#### What you have to do
List every line of the listing below that contains the string "deck".

#### Data lines
══════════

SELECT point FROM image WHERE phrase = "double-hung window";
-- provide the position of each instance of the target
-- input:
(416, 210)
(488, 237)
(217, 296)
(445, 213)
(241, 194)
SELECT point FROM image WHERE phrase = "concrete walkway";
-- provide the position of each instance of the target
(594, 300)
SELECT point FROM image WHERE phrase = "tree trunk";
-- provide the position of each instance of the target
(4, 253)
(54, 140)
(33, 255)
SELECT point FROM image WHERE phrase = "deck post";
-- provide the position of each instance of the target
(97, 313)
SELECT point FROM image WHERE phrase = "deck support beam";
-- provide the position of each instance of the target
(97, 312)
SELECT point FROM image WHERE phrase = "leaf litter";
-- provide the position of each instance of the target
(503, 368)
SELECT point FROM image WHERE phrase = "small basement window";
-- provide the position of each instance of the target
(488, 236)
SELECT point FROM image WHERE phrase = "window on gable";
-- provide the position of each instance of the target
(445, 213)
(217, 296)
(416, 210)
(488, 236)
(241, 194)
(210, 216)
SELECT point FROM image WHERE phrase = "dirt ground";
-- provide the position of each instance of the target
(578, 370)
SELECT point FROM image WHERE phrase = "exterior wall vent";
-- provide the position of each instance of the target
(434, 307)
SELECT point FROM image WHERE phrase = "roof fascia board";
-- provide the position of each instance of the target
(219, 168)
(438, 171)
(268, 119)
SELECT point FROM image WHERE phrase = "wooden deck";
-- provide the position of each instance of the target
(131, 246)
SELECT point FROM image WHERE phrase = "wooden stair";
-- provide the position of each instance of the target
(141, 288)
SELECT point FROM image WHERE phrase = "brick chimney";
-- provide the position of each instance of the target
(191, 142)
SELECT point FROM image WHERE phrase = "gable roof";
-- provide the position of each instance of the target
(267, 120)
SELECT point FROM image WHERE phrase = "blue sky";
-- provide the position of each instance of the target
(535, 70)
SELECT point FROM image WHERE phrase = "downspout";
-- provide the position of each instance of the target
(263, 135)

══════════

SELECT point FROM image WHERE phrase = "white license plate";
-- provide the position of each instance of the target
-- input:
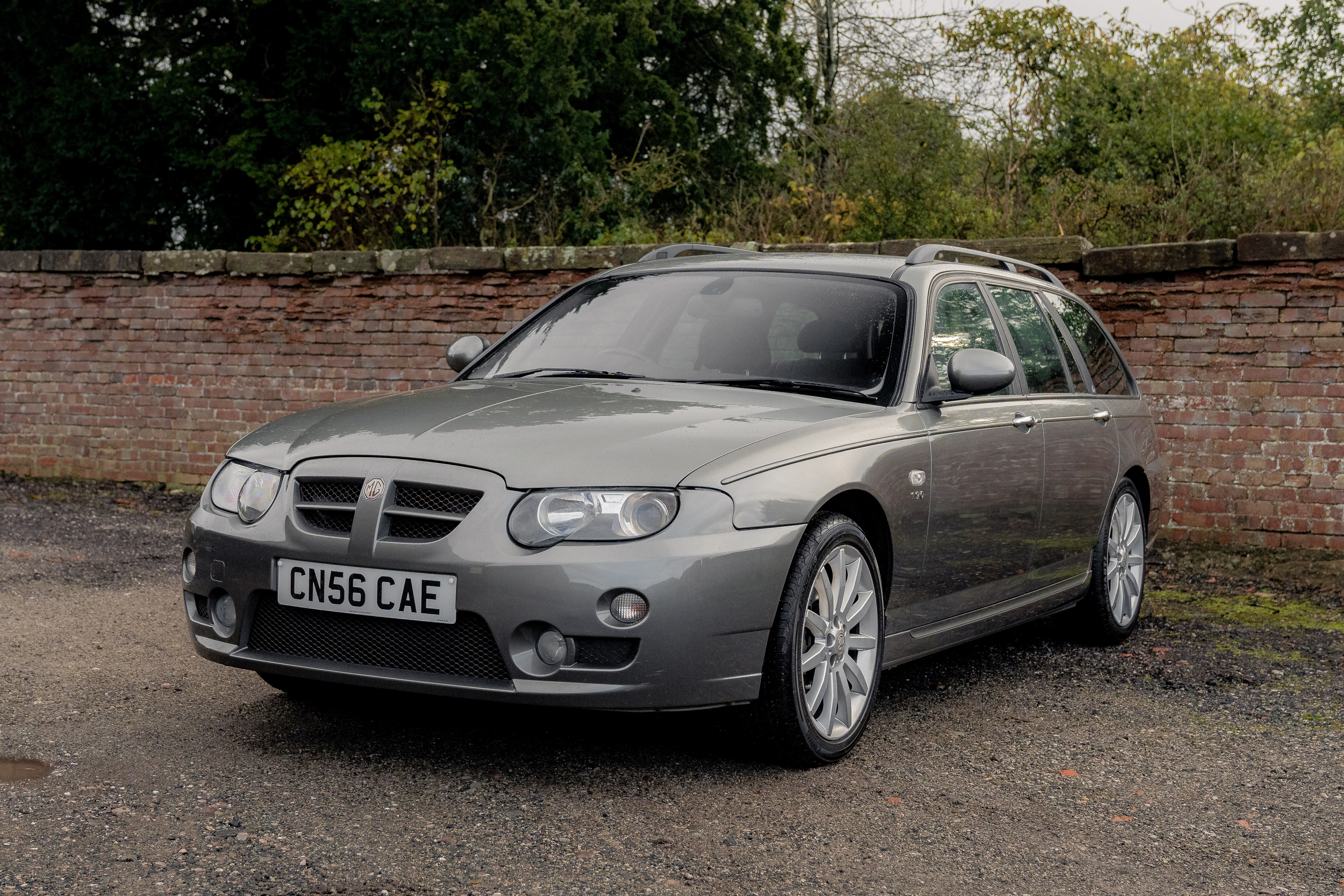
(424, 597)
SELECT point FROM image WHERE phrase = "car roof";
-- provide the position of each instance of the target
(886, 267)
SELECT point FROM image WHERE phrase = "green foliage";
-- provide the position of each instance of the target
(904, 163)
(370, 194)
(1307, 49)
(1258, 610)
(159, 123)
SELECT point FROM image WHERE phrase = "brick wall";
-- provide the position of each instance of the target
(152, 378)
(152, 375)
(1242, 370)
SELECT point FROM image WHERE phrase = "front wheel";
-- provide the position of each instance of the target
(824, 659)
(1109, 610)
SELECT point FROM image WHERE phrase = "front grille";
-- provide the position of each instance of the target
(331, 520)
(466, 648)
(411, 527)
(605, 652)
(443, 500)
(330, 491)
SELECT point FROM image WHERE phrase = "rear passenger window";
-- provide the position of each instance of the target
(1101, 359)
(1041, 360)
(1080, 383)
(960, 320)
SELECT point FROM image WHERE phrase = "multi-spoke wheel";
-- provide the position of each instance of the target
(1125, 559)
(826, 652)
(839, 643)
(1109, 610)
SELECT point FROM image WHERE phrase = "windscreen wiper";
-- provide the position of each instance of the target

══════════

#### Written solution
SELECT point FROM image WHERE phrase = "deck post";
SELECT point FROM image WHERE phrase = "deck support beam";
SELECT point FROM image WHERE phrase = "wooden deck";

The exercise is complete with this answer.